____ Input material

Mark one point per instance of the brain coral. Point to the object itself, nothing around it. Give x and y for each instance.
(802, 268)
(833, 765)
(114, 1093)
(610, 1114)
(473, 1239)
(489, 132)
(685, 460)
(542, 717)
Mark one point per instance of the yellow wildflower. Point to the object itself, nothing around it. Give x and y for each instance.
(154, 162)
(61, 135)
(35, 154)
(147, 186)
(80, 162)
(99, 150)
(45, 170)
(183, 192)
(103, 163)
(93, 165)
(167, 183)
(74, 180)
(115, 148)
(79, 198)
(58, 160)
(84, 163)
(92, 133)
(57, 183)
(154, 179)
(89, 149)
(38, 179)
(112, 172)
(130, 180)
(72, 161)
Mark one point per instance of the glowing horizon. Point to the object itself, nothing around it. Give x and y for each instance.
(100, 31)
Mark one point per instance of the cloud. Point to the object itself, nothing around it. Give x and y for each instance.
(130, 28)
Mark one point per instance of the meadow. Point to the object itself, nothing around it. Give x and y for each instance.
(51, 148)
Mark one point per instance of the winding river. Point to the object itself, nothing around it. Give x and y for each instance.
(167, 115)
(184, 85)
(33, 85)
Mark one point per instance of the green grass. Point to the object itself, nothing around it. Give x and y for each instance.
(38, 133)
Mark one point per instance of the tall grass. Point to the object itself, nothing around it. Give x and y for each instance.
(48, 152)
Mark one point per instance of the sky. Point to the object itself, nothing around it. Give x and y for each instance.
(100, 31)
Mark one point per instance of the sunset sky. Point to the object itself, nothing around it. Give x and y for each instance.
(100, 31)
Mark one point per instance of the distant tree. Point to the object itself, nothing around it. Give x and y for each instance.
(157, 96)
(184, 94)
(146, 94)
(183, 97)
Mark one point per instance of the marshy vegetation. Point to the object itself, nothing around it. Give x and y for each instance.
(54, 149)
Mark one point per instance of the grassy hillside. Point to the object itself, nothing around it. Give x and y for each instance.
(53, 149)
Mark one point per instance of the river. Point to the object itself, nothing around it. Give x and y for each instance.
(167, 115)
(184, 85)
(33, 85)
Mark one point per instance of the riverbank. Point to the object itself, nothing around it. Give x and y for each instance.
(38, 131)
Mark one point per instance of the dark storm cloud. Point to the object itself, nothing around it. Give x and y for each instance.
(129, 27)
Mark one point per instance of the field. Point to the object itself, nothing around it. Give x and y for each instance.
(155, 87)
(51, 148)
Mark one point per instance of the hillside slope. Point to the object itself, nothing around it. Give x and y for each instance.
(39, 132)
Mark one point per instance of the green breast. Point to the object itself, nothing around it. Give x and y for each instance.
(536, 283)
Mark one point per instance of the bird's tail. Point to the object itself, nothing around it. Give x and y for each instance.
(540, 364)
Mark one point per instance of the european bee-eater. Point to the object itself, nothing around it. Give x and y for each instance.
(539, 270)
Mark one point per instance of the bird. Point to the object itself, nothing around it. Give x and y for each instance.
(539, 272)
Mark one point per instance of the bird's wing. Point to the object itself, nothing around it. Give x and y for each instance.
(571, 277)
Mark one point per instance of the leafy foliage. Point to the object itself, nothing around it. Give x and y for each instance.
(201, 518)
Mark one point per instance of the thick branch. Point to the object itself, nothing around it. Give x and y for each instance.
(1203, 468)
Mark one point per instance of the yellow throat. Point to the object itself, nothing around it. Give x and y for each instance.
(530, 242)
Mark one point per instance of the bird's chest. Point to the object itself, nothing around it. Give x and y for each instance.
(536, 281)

________

What the task asks: Copy out word for word the lines beginning with the line that contains "Mark one point per instance of the bird's chest." and running through the end of the rows above.

Exercise answer:
Mark one point per instance of the bird's chest. Point to the object itself, nothing around it. Give x and y for each instance.
(536, 281)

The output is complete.